Rows from a box labeling dataset
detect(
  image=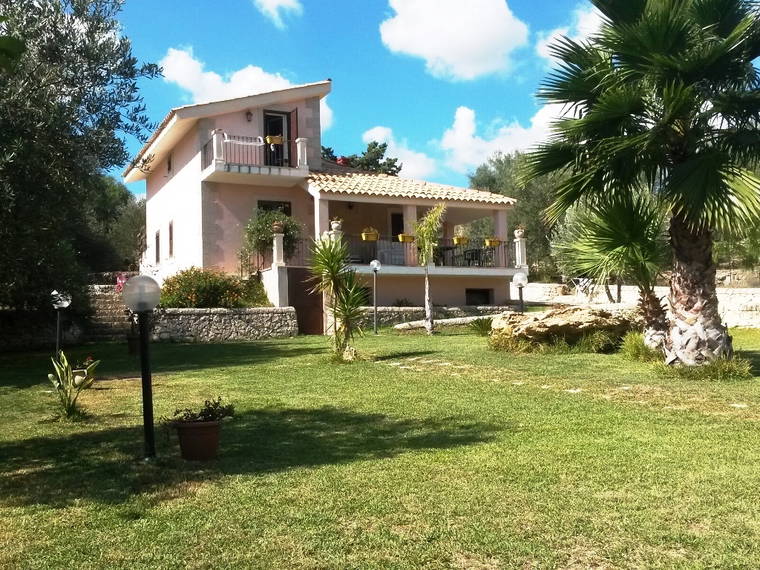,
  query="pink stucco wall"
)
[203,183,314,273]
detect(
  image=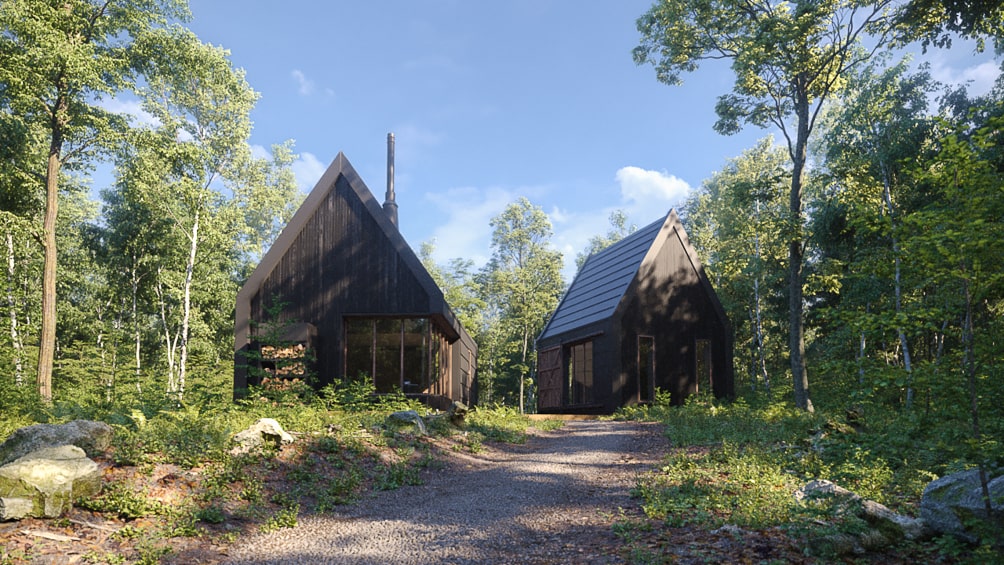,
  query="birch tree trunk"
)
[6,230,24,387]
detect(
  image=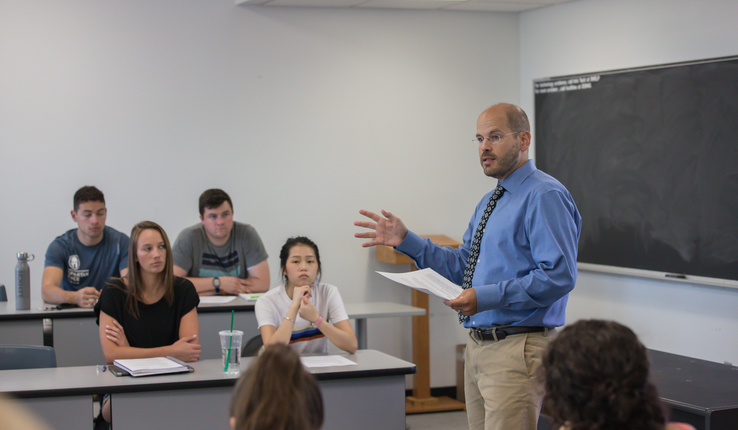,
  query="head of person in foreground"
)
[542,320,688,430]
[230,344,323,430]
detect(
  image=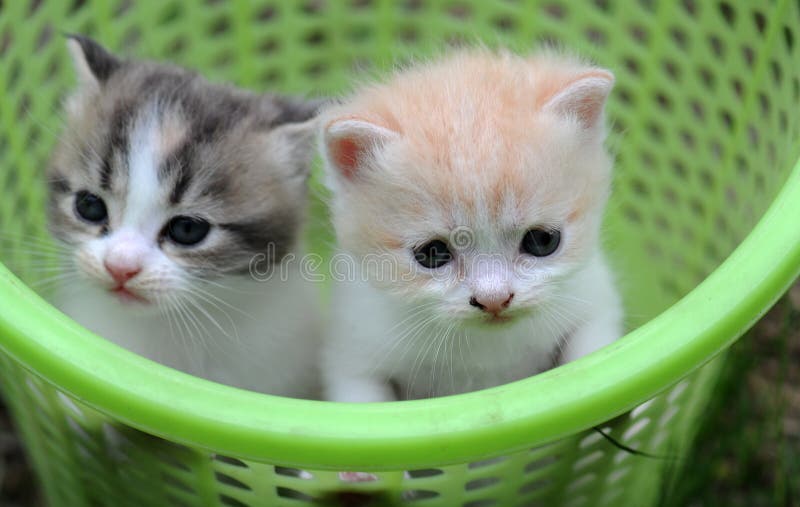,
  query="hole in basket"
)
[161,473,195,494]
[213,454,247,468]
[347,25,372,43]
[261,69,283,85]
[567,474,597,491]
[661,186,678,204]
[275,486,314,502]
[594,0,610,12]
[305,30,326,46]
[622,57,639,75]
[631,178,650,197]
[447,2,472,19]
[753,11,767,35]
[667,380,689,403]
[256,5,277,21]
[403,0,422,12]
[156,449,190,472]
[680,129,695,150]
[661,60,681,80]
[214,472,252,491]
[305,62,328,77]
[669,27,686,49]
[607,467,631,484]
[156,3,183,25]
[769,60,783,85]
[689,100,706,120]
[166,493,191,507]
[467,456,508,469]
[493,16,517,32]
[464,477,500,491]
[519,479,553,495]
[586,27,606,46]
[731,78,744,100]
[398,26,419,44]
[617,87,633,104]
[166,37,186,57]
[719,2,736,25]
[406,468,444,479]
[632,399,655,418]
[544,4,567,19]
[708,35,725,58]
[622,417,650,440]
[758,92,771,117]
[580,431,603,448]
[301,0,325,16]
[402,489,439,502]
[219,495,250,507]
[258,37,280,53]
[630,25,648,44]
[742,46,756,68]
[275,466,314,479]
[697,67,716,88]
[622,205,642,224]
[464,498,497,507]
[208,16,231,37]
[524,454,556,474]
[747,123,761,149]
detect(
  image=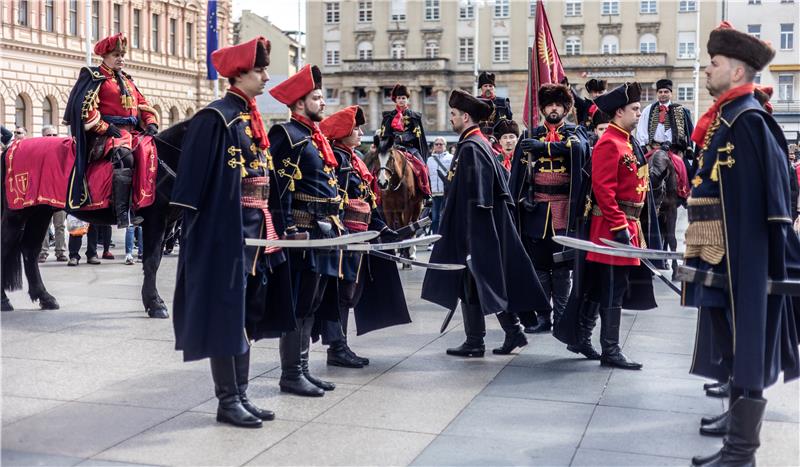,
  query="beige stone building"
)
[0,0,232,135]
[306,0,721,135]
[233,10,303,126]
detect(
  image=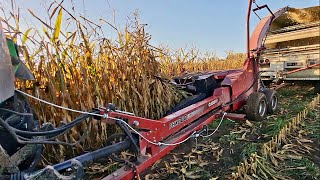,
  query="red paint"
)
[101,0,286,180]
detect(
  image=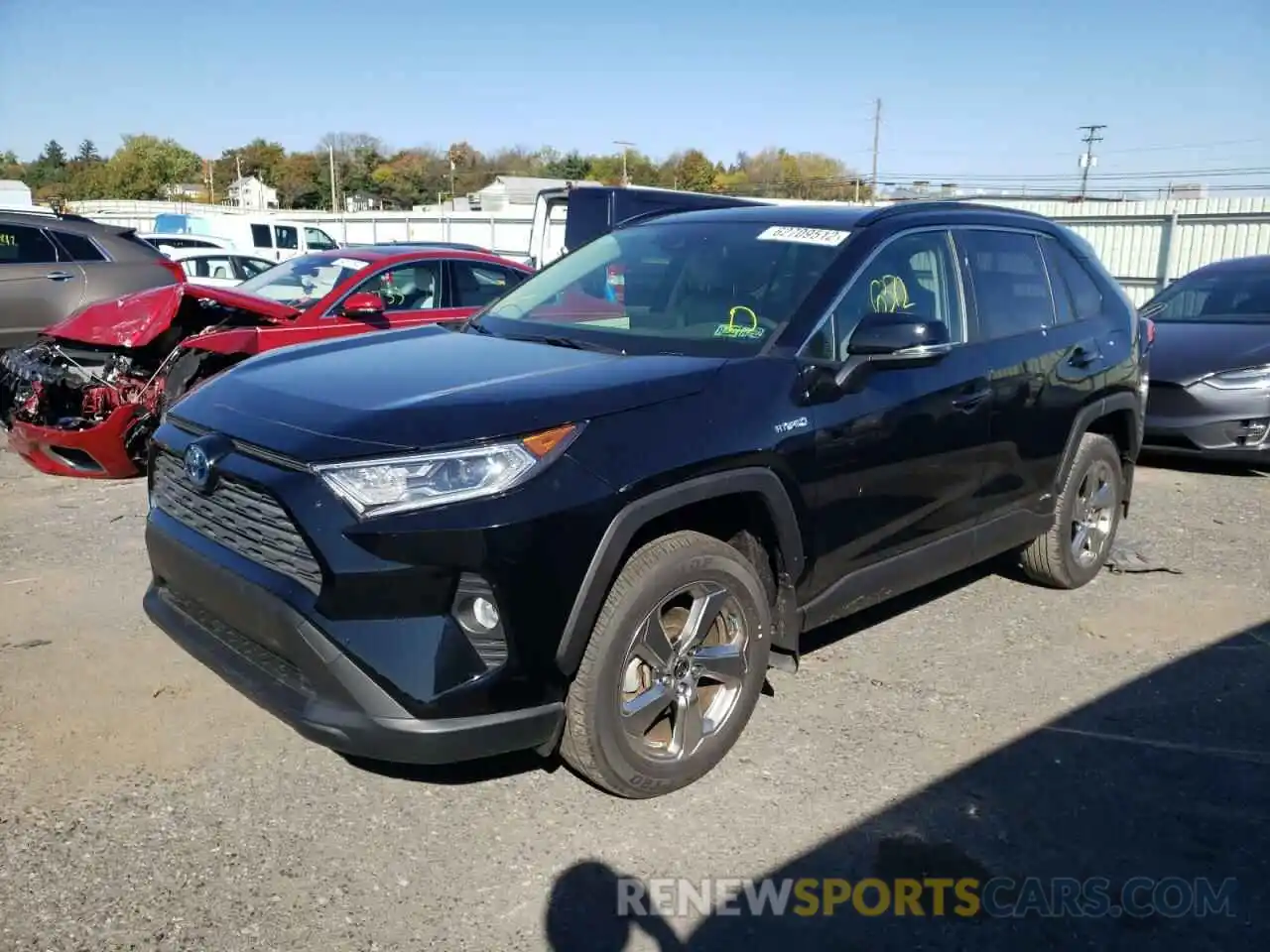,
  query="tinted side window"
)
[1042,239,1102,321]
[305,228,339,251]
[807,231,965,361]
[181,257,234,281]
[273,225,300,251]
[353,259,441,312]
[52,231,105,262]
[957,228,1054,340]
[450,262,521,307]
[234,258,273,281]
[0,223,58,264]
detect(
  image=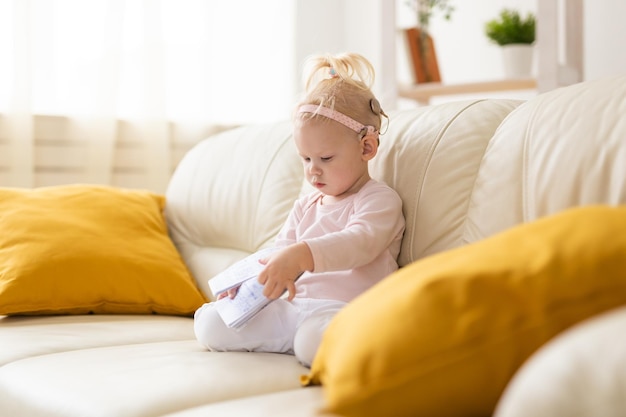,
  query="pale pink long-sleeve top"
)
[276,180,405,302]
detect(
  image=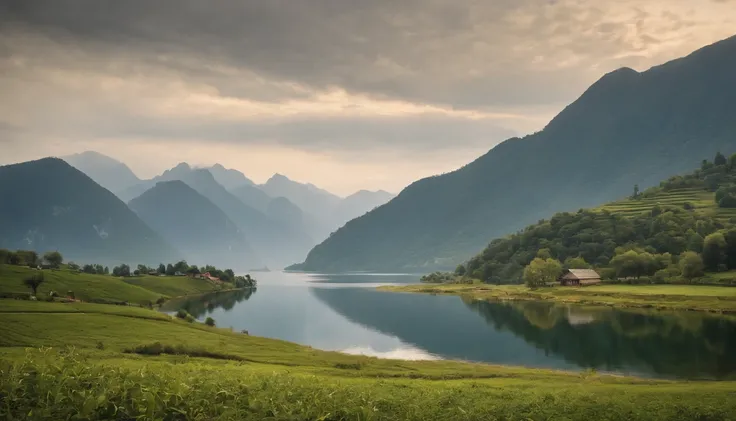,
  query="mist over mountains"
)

**Objective:** State how many lines of the items above contain the string "pink", with case counting.

**Written response:** 2